## WORK INSTRUCTIONS
Could you retype every record below exactly as it appears?

Start of Block

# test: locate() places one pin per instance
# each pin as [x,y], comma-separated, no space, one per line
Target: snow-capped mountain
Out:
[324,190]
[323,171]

End of Block

## ANSWER TO THIS TASK
# test: locate() places one pin per instance
# each pin as [x,y], comma-separated, no space, one per line
Target: snow-capped mountain
Out:
[324,190]
[323,171]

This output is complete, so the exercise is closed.